= EXPLORE THE MATERIAL =
#1 In the annotation layer table, which layer is annotated only in some documents?
#2 Continue the annotation layer table after its last row.

= SELECTED PASSAGE =
These annotations were developed by our students to annotate spans of tokens with properties of special interest.

Annotation layer and value(s)	Description
definition annotation value(s): fig expl	A Definition.
disease annotation value(s): di	Mention of a disease, complete phrase.
term annotation value(s): t h d	A technical term, naming of a herb or plant, naming of a disease
reader_ref annotation value(s): pron1pl pron2sg pron3sg pron2pl address	References made by authors to the reader. Values indicate the grammatical type of the reference, e.g. "pron2sg" for second person singular pronoun.
author_ref annotation value(s): pron1pl pron1sg pron2sg pron3sg author	References made by authors to themselves. Values indicate the grammatical type of the reference, e.g. "pron1pl" for first person plural pronoun.
plant annotation value(s): pl	Naming of a plant
property annotation value(s): appearance effect smell preparation taste cultivation	Description of properties like appearance, smell, etc.
name annotation value(s): name	A proper name (annotated only in some documents).

= DATA LISTING =
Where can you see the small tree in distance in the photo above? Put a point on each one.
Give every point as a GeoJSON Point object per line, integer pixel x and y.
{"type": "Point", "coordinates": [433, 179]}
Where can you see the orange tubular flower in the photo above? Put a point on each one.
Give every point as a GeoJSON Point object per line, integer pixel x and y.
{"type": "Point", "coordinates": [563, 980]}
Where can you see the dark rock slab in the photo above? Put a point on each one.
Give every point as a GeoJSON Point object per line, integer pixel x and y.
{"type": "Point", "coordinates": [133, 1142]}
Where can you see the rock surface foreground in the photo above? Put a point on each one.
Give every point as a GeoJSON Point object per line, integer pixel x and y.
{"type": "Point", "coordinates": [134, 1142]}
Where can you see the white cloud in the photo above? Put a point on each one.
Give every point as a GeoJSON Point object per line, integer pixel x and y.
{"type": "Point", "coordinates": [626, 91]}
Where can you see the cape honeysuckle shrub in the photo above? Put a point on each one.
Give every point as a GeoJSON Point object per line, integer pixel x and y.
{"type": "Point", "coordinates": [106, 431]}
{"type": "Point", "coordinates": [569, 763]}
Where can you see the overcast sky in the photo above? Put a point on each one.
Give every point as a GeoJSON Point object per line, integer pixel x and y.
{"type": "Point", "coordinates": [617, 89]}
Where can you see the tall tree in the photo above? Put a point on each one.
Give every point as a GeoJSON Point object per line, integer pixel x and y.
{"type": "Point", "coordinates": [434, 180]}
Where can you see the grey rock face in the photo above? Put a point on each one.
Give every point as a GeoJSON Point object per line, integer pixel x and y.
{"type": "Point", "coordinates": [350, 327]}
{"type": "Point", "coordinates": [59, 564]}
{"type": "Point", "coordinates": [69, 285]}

= ANSWERS BY ITEM =
#1 The name annotation layer, which marks proper names.

#2
name_type annotation value(s): herb scholar plant person flower tree gardener publisher	The type of proper name (e.g. "person", "herb").

Metadata

These annotations follow the TEI P5 guidelines.

Annotation layer and value(s)	Description
meta::author annotation value(s): author	Name of the author (if known).
meta::bibl annotation value(s): bibl	Full bibliographical entry for the source including the page numbers annotated in the corpus.
meta::date annotation value(s): date	Date of publication, usually just the year (e.g. "1722").
meta::publisher annotation value(s): publisher	Publisher of the document (if known).
meta::pubPlace annotation value(s): pubPlace	Publication place of the document.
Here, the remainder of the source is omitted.